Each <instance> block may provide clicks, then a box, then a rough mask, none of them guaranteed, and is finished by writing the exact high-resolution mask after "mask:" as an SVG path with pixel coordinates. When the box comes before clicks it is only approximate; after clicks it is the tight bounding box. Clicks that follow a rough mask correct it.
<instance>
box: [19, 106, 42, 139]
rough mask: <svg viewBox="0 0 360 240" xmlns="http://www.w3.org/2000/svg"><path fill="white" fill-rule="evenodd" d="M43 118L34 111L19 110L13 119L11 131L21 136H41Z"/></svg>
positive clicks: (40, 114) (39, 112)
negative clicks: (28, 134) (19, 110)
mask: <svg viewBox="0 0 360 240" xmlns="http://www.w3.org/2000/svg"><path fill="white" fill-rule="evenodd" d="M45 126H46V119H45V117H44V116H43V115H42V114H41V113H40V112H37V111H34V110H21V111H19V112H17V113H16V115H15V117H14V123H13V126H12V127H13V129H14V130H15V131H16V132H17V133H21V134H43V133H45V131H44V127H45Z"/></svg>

- What this task involves: Recast every line of the entries above as a Markdown table with the columns "Row" and "Line", numbering each row and leaving out any blank lines.

- Problem solution:
| Row | Line |
|---|---|
| 1 | Each <instance> block may provide clicks, then a box, then a rough mask, none of them guaranteed, and is finished by writing the exact high-resolution mask after "mask:" as an SVG path with pixel coordinates. When the box comes before clicks it is only approximate; after clicks it is the tight bounding box. Clicks that follow a rough mask correct it. |
| 2 | <instance> |
| 3 | box: [19, 106, 42, 139] |
| 4 | rough mask: <svg viewBox="0 0 360 240" xmlns="http://www.w3.org/2000/svg"><path fill="white" fill-rule="evenodd" d="M43 118L34 111L19 110L13 119L11 131L21 136H41Z"/></svg> |
| 5 | positive clicks: (40, 114) (39, 112) |
| 6 | negative clicks: (28, 134) (19, 110) |
| 7 | mask: <svg viewBox="0 0 360 240" xmlns="http://www.w3.org/2000/svg"><path fill="white" fill-rule="evenodd" d="M45 126H46V119H45V117H44V116H43V115H42V114H41V113H40V112H37V111H34V110H21V111H19V112H17V113H16V115H15V117H14V123H13V126H12V127H13V129H14V130H15V131H16V132H17V133H21V134H43V133H45V131H44V127H45Z"/></svg> |